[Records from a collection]
★ ★ ★ ★ ★ ★ ★

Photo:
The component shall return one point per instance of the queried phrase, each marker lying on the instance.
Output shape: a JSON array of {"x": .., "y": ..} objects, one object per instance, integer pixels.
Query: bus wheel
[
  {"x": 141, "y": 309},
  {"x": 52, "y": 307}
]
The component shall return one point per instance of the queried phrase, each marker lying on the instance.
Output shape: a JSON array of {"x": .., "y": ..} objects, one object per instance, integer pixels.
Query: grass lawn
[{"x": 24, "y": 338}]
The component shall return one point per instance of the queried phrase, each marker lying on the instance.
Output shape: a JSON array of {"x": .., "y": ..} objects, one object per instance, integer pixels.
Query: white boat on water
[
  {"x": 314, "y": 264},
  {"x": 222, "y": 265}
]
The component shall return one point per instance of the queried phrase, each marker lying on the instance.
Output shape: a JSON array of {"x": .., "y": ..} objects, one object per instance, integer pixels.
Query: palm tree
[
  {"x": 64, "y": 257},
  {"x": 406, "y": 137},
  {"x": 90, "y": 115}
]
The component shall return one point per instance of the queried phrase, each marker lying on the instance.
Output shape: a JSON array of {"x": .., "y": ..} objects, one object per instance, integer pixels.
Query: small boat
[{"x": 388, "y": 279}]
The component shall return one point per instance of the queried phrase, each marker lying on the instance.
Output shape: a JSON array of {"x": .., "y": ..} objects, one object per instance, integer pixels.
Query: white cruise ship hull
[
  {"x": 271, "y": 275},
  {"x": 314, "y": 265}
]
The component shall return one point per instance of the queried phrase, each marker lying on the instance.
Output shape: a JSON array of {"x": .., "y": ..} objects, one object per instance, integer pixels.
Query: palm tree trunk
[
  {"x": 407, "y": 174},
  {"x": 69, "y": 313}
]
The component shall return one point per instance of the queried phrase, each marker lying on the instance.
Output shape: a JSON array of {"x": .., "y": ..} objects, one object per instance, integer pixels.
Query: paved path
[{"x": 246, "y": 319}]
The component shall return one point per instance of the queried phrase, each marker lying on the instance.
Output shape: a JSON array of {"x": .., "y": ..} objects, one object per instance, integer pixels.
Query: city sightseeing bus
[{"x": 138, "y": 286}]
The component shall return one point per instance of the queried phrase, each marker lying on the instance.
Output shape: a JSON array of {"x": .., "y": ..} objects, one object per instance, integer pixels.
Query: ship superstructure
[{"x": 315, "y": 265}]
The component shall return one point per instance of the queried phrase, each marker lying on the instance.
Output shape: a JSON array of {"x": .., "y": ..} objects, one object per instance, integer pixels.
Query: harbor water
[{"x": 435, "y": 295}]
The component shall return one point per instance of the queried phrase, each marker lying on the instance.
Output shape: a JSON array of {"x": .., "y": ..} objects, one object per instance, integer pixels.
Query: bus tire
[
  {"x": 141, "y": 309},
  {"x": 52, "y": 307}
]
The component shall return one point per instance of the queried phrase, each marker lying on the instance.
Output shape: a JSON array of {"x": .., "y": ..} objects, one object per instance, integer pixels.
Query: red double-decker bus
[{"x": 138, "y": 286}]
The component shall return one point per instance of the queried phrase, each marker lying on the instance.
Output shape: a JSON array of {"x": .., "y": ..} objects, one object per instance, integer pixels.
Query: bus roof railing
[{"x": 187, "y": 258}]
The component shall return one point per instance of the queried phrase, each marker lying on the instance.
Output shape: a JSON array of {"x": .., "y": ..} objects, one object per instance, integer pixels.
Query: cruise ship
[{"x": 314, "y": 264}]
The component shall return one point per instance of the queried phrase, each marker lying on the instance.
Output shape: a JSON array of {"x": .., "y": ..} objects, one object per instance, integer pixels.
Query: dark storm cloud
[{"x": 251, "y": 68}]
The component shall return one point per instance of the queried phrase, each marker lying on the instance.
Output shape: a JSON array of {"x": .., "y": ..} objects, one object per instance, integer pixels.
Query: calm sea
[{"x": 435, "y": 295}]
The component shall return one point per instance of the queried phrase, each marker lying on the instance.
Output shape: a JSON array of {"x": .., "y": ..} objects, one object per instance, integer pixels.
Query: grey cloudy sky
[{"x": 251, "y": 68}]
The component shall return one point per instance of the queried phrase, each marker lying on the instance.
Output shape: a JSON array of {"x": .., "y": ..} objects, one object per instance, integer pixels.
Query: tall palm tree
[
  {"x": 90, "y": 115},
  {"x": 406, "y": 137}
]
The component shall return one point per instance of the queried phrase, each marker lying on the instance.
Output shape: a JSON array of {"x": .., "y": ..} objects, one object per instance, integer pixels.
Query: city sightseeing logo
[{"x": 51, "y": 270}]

★ ★ ★ ★ ★ ★ ★

• WHAT THE TASK ASKS: Make an exact transcription of all the records.

• EXERCISE SOLUTION:
Photo:
The component shall return one point per instance of the queried phrase, each marker lying on the instance.
Output shape: a JSON array of {"x": .., "y": ..} objects, one object per instance, integer pixels.
Query: bus wheel
[
  {"x": 141, "y": 309},
  {"x": 52, "y": 307}
]
The component shall return one point per instance of the queried phrase, each marker lying on the instance.
Output shape: a JSON array of {"x": .., "y": ..} objects, one object per instance, integer pixels.
Query: grass lawn
[{"x": 24, "y": 338}]
The component shall return one point per instance of the queried phrase, each marker lying on the instance.
Output shape: a JSON array of {"x": .., "y": ..} objects, one object per instance, integer pixels.
Query: white boat on water
[
  {"x": 314, "y": 264},
  {"x": 222, "y": 265}
]
The component shall return one point per instance of the queried phrase, each marker lying on the instance.
Output shape: a JSON array of {"x": .., "y": ..} objects, one object per instance, integer pixels.
Query: palm tree
[
  {"x": 64, "y": 257},
  {"x": 406, "y": 137},
  {"x": 90, "y": 115}
]
The component shall return one point per instance of the queried phrase, each marker lying on the instance.
Output shape: a JSON array of {"x": .., "y": ..} objects, one object per instance, integer pixels.
Query: small boat
[{"x": 388, "y": 279}]
The component shall return one point per instance of the queried phrase, each marker lying on the instance.
Output shape: a JSON array of {"x": .., "y": ..} objects, one object per instance, integer pixels.
Query: white cruise ship hull
[
  {"x": 271, "y": 275},
  {"x": 314, "y": 265}
]
The component shall return one point per instance of the queried phrase, each marker lying on the instance.
Output shape: a JSON array of {"x": .., "y": ..} objects, one object per instance, integer pixels.
Query: palm tree trunk
[
  {"x": 407, "y": 174},
  {"x": 69, "y": 313}
]
The component shall return one point per instance of the queried phrase, each marker lying on the instance.
Output shape: a JSON array of {"x": .., "y": ..} objects, one object per instance, integer pixels.
Query: paved path
[{"x": 246, "y": 319}]
The component shall return one point per instance of the queried phrase, each marker lying on the instance.
Output shape: a JSON array of {"x": .., "y": ..} objects, one object per instance, integer pixels.
Query: city sightseeing bus
[{"x": 138, "y": 286}]
The component shall return one point per instance of the queried phrase, each marker lying on the instance.
Output shape: a JSON array of {"x": .., "y": ..} objects, one object per instance, integer pixels.
Query: ship superstructure
[{"x": 315, "y": 265}]
The component shall return one point per instance of the queried phrase, each marker lying on the instance.
Output shape: a JSON array of {"x": .., "y": ..} objects, one object per instance, integer pixels.
Query: harbor water
[{"x": 435, "y": 295}]
The component shall return one point per instance of the queried phrase, each marker lying on the instance.
Output shape: a JSON array of {"x": .., "y": ..} objects, one object per instance, integer pixels.
Query: bus tire
[
  {"x": 141, "y": 309},
  {"x": 52, "y": 307}
]
The component shall return one point per instance of the queried phrase, each marker lying on the instance.
Output shape: a JSON array of {"x": .., "y": ..} objects, one object per instance, integer pixels.
Query: red double-decker bus
[{"x": 138, "y": 286}]
The component shall return one point per instance of the queried phrase, each marker lying on the instance.
Output shape: a JSON array of {"x": .., "y": ..} objects, one object per instance, integer pixels.
Query: bus roof railing
[{"x": 187, "y": 258}]
The component shall return one point per instance of the queried phrase, each marker lying on the instance.
Output shape: a JSON array of {"x": .., "y": ..} objects, one object per instance, integer pixels.
Query: cruise ship
[{"x": 314, "y": 264}]
The component shall return one point per instance of the queried phrase, each marker lying on the instance.
Output shape: a JSON array of {"x": .., "y": ..} objects, one object per instance, integer pixels.
Query: dark storm cloud
[{"x": 251, "y": 68}]
The component shall return one point per instance of the queried phrase, each marker lying on the instance.
Output shape: a JSON array of {"x": .., "y": ..} objects, one object per instance, integer pixels.
Query: calm sea
[{"x": 435, "y": 295}]
The component shall return one point per instance of the queried phrase, each marker lying on the instance.
Output shape: a JSON array of {"x": .., "y": ..} objects, one object per instance, integer pixels.
Query: grey cloudy sky
[{"x": 251, "y": 68}]
The component shall return one point per instance of the queried phrase, each marker lying on the instance.
Output shape: a JSON array of {"x": .., "y": ..} objects, one object per instance, integer pixels.
Query: tall palm tree
[
  {"x": 90, "y": 115},
  {"x": 406, "y": 137}
]
The component shall return one point per instance of the queried phrase, each marker lying on the instance.
Output shape: a JSON array of {"x": .., "y": ..} objects, one object per instance, integer pixels.
Query: city sightseeing logo
[{"x": 51, "y": 270}]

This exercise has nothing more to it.